■ **WHAT YOU ARE ASKED TO DO**: Whenever a line below holds the word "clock", copy that line.

[Dataset entries]
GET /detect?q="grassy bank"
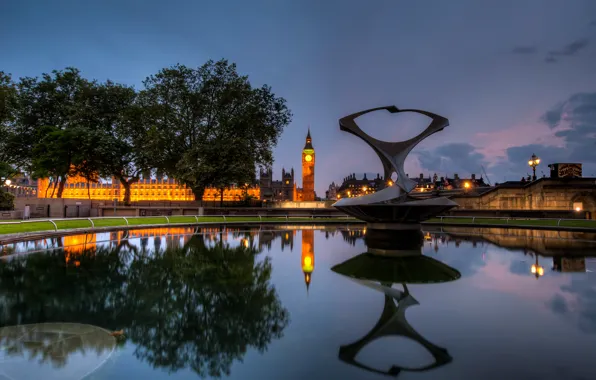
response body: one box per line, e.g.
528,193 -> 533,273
0,215 -> 358,235
425,217 -> 596,229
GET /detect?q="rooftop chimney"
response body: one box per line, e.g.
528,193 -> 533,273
471,174 -> 476,180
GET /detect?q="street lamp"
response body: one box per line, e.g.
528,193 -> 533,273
4,179 -> 11,186
528,153 -> 540,181
530,255 -> 544,279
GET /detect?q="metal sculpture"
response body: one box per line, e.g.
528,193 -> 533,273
339,106 -> 449,194
333,106 -> 458,227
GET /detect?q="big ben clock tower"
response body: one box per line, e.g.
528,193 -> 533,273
302,129 -> 315,201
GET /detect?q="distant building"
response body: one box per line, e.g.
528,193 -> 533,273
325,182 -> 339,200
451,163 -> 596,219
259,167 -> 297,201
337,173 -> 385,199
300,130 -> 316,201
336,172 -> 489,199
260,130 -> 317,202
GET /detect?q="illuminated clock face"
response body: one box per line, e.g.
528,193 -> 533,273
304,154 -> 312,162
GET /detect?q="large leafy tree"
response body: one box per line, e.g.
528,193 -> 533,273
140,59 -> 292,201
82,81 -> 153,205
14,68 -> 94,197
0,72 -> 19,179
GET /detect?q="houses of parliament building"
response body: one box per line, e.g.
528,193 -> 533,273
35,130 -> 316,203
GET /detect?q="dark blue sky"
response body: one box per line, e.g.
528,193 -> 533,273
2,0 -> 596,194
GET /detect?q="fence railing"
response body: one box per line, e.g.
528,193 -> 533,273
0,214 -> 359,233
430,215 -> 595,227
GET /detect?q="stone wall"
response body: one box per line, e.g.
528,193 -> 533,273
270,201 -> 333,209
450,178 -> 596,218
14,198 -> 94,218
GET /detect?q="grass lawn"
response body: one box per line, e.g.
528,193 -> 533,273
425,217 -> 596,229
0,215 -> 358,235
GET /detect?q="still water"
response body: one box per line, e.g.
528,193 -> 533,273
1,225 -> 595,380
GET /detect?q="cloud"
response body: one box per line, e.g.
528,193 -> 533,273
416,92 -> 596,182
512,46 -> 537,54
557,277 -> 596,333
494,92 -> 596,179
509,260 -> 530,275
416,143 -> 489,176
548,293 -> 569,315
545,38 -> 590,62
545,56 -> 557,63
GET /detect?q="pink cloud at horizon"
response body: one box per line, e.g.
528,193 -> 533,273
473,120 -> 567,164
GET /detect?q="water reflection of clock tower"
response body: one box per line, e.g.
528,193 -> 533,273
302,129 -> 315,201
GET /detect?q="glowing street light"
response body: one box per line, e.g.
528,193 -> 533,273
530,256 -> 544,279
387,180 -> 393,186
4,179 -> 11,186
463,182 -> 470,189
528,153 -> 540,181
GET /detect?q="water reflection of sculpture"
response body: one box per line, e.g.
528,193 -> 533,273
0,234 -> 289,378
331,231 -> 461,377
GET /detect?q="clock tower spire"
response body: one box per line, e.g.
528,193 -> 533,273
302,128 -> 315,201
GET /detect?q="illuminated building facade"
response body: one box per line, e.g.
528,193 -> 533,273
301,229 -> 315,291
301,130 -> 316,201
336,172 -> 489,199
35,130 -> 321,204
259,130 -> 317,202
337,173 -> 385,199
37,175 -> 260,202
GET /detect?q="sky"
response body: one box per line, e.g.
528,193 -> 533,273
2,0 -> 596,195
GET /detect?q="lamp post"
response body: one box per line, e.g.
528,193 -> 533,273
530,255 -> 544,279
528,153 -> 540,181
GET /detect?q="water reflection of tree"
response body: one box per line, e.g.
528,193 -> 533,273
0,234 -> 289,378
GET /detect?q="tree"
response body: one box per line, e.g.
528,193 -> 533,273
0,72 -> 19,181
140,59 -> 292,201
14,68 -> 94,197
83,81 -> 153,205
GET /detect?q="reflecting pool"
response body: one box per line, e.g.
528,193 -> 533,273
1,225 -> 596,380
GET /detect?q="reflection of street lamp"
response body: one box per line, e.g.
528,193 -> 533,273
530,255 -> 544,279
528,153 -> 540,181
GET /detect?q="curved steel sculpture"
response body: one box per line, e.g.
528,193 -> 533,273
333,106 -> 458,228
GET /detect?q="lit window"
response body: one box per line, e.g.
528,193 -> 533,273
573,202 -> 583,212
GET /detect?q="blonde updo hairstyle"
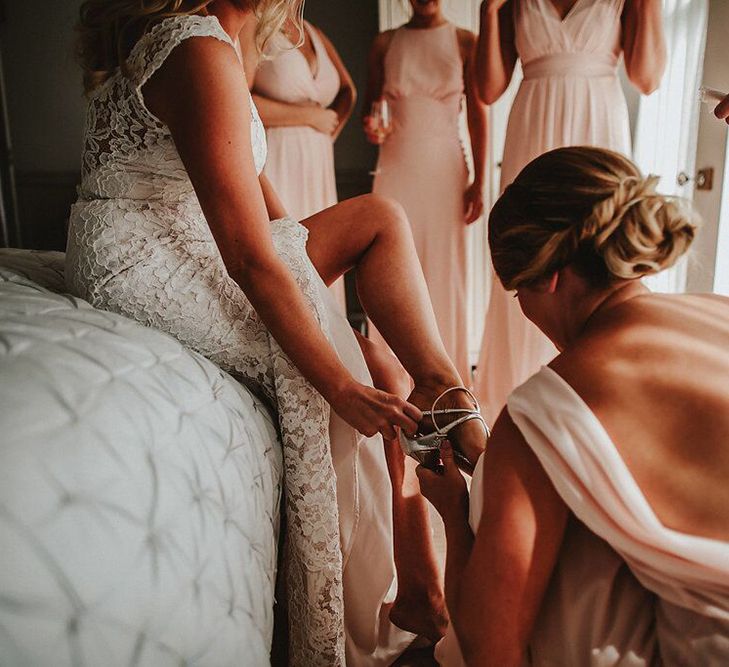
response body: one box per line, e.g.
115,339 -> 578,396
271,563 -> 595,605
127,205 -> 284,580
77,0 -> 301,92
489,146 -> 699,291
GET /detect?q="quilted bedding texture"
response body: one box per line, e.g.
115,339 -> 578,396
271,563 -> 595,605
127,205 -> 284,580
0,250 -> 283,666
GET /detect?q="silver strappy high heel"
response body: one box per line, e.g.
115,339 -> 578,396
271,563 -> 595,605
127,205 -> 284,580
399,387 -> 490,474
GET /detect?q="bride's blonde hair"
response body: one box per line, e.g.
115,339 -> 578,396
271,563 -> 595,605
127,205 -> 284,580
489,146 -> 699,290
77,0 -> 300,92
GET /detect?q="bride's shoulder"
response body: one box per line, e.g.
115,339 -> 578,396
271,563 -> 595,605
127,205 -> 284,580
127,14 -> 234,82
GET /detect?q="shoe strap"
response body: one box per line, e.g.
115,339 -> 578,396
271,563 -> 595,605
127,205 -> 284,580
430,386 -> 483,434
430,386 -> 480,415
421,408 -> 475,417
434,411 -> 490,438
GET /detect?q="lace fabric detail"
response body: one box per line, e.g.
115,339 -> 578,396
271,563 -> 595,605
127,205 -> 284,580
66,15 -> 344,666
78,15 -> 266,204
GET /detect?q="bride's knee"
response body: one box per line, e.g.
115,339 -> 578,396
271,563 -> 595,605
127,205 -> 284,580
362,194 -> 409,232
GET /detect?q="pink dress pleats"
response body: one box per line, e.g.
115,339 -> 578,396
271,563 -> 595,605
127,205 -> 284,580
372,23 -> 471,383
474,0 -> 632,423
255,22 -> 346,310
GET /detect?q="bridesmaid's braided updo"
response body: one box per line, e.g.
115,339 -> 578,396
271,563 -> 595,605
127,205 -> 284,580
489,146 -> 699,291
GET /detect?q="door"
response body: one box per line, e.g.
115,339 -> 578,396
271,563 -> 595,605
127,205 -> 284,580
689,0 -> 729,294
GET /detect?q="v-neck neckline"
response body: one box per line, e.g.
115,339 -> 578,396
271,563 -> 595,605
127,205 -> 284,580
286,21 -> 320,80
543,0 -> 584,23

■ **ANSWER BELOW**:
GET /detect?q="big ben clock tower"
GET /detect?q="illuminated clock face"
GET /detect?q="water reflection of clock tower"
GET /detect?q="clock tower spire"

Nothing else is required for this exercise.